§ Excerpt from a dataset:
※ ※ ※
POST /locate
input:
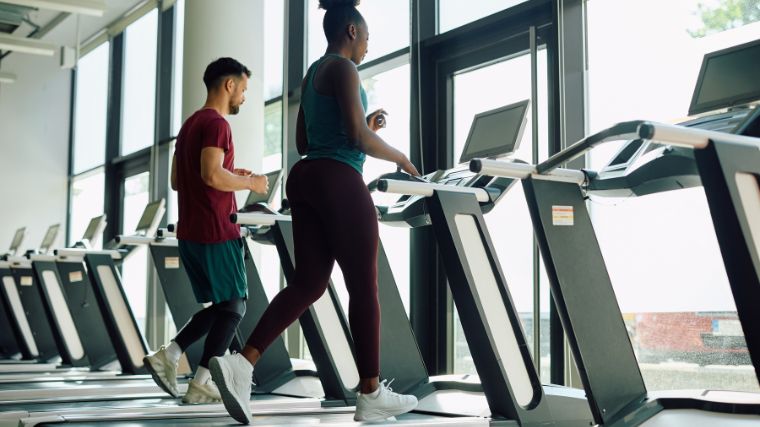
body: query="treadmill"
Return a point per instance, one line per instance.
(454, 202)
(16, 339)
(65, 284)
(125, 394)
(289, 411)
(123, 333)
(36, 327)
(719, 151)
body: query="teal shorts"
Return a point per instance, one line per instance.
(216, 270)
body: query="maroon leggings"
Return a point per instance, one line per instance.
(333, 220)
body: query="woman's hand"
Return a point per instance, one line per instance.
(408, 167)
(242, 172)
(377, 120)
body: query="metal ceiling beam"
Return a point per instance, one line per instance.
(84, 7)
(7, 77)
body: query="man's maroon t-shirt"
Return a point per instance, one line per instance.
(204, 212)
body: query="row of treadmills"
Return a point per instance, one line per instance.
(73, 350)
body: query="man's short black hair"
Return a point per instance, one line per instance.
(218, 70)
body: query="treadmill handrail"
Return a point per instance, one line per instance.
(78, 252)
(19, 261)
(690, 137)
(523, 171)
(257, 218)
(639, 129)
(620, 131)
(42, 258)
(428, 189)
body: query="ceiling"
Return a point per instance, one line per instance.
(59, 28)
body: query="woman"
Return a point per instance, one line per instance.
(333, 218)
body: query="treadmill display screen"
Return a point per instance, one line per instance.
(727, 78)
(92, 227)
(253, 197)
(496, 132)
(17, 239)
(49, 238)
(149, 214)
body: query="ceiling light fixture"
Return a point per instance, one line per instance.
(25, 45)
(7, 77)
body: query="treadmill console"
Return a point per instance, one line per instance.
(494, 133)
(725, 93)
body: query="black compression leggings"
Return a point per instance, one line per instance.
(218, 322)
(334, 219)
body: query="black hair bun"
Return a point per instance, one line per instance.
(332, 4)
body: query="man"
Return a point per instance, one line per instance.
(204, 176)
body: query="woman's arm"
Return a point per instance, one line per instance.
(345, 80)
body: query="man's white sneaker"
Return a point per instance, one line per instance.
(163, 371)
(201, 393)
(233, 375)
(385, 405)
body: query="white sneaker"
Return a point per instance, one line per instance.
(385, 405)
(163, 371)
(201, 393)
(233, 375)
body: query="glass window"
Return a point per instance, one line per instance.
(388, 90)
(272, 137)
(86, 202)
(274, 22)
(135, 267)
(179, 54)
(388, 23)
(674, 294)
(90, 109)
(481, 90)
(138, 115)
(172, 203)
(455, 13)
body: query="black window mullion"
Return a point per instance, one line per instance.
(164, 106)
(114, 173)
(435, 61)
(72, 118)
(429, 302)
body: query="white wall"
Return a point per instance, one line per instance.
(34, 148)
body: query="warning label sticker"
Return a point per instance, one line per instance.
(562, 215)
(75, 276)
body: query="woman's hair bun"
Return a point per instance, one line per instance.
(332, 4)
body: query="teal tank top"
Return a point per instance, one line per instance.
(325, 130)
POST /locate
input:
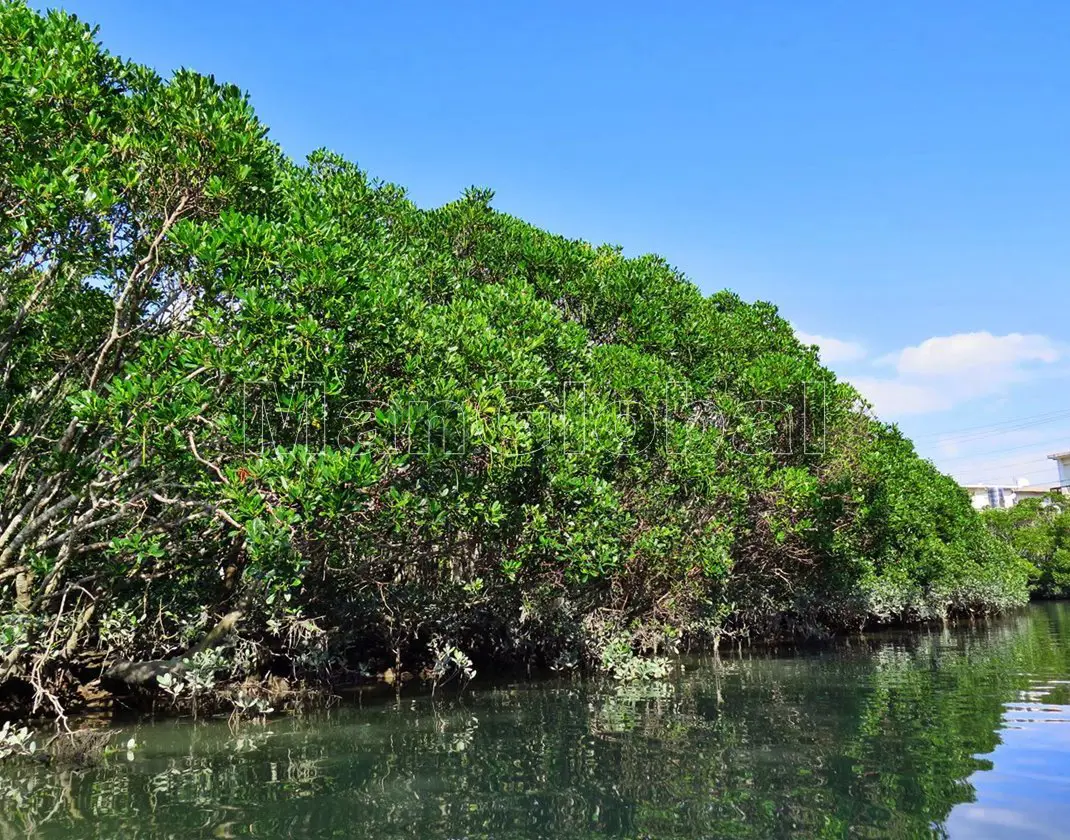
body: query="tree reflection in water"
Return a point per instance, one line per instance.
※ ※ ※
§ Required work: Reproduce the whole listing word for word, setting aside any pictures.

§ Completed exercise:
POST /locate
input:
body: query="treadmill"
Return a point per instance, one line per instance.
(454, 202)
(16, 339)
(65, 284)
(125, 394)
(289, 411)
(123, 333)
(36, 327)
(719, 151)
body: query="teal shorts"
Return a point per instance, one line per instance.
(216, 270)
body: query="maroon leggings"
Return a point per instance, one line per instance.
(333, 220)
body: query="woman's hand"
Return a point per instance, one line per instance.
(408, 167)
(242, 172)
(377, 120)
body: query="metal ceiling beam"
Return a point per instance, one line per instance.
(84, 7)
(7, 77)
body: query="man's maroon t-shirt"
Return a point per instance, one line per instance.
(204, 212)
body: query="row of treadmills"
Return a point per instance, one line per instance.
(73, 350)
body: query="man's short black hair"
Return a point per instance, one line per instance.
(218, 70)
body: query="treadmill handrail"
Return a point per instance, one line per instance.
(78, 252)
(19, 261)
(690, 137)
(523, 171)
(257, 218)
(639, 129)
(620, 131)
(42, 258)
(428, 189)
body: query="ceiling"
Return a point per instance, one line per instance.
(59, 28)
body: query="woman"
Return a point per instance, one line per instance.
(333, 218)
body: query="treadmill display screen"
Return a point per instance, one line per instance.
(727, 78)
(92, 227)
(253, 197)
(496, 132)
(17, 239)
(49, 238)
(149, 214)
body: query="ceiling light fixture"
Return a point per instance, one line per instance.
(25, 45)
(7, 77)
body: query="treadmill console"
Return a point per instance, one line per instance.
(494, 133)
(725, 93)
body: query="black compression leggings"
Return a point per instance, one line per instance.
(218, 322)
(334, 219)
body: query="black hair bun"
Return a point per instance, one line per instance.
(332, 4)
body: query="man"
Return a point per instance, one line per instance.
(204, 176)
body: query="woman's arm"
Return a point per instance, one line per instance.
(345, 80)
body: query="man's white sneaker"
Return a point per instance, one line per instance.
(163, 371)
(201, 393)
(233, 375)
(385, 405)
body: query="white sneaker"
Return a point per instance, one line per instance.
(385, 405)
(163, 371)
(201, 393)
(233, 375)
body: query="glass window"
Return a point per instance, one line per instance.
(388, 90)
(272, 137)
(86, 202)
(274, 22)
(135, 267)
(179, 54)
(388, 23)
(674, 294)
(90, 109)
(481, 90)
(138, 115)
(172, 203)
(455, 13)
body: query="black window mullion"
Return a point per instance, one line per instance.
(164, 106)
(114, 173)
(435, 61)
(72, 118)
(429, 302)
body: query="white wall"
Return a point per instance, one line per instance.
(34, 148)
body: query="warning label sticker"
Return a point per instance, one line per instance.
(562, 215)
(75, 276)
body: query="woman's hair bun"
Return a point per instance, one line per instance.
(332, 4)
body: query="teal tank top"
Return a point per instance, one line per instance.
(325, 130)
POST /locate
input:
body: query="tree reflection in water"
Return a point per instance, one line per instance.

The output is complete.